# DATA ROWS
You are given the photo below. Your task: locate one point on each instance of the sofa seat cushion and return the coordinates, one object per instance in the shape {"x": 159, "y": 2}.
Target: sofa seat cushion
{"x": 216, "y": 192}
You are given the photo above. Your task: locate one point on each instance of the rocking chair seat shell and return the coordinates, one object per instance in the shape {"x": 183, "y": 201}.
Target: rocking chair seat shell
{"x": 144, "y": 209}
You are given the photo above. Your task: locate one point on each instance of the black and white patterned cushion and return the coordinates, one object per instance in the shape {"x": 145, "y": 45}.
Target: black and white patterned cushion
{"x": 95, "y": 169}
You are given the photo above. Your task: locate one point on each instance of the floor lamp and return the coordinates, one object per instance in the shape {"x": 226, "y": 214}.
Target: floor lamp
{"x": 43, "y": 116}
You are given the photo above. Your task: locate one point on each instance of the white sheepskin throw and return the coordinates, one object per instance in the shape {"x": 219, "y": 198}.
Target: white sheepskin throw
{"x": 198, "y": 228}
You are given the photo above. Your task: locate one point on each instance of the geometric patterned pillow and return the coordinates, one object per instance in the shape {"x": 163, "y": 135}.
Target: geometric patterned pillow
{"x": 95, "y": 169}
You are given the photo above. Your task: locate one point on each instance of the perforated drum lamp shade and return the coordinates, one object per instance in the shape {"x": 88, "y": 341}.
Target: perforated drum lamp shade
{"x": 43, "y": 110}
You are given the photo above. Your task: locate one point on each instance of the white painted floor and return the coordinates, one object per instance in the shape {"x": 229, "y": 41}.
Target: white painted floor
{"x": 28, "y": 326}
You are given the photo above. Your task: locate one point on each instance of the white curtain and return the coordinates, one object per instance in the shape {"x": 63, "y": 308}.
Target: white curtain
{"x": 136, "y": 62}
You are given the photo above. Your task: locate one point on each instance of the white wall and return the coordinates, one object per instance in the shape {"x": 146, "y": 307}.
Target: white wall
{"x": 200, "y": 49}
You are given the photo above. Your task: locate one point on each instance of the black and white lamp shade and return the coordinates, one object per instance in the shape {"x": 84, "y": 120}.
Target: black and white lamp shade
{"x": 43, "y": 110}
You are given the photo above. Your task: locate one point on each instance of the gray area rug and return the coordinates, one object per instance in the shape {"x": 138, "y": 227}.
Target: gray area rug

# PROBLEM DESCRIPTION
Lay out the lines above as a JSON list of strings, one string per line. Start with the line containing "the white wall", go through the final line of the entries, and omit any blank lines.

# RESULT FOR THIS TASK
[
  "You are given the photo above. Your task: locate one point on each instance of the white wall and return the coordinates, one object per instance in the shape {\"x\": 146, \"y\": 307}.",
  "Target: white wall",
  "{\"x\": 200, \"y\": 49}",
  "You are given the photo above. Your task: locate one point on each instance of the black and white lamp shade and return the coordinates, one object per instance in the shape {\"x\": 84, \"y\": 120}.",
  "Target: black and white lamp shade",
  "{\"x\": 43, \"y\": 110}",
  "You are given the photo above. Your task: locate one point on each instance of the gray area rug and return the coordinates, one object per instance in the shape {\"x\": 138, \"y\": 227}.",
  "Target: gray area rug"
]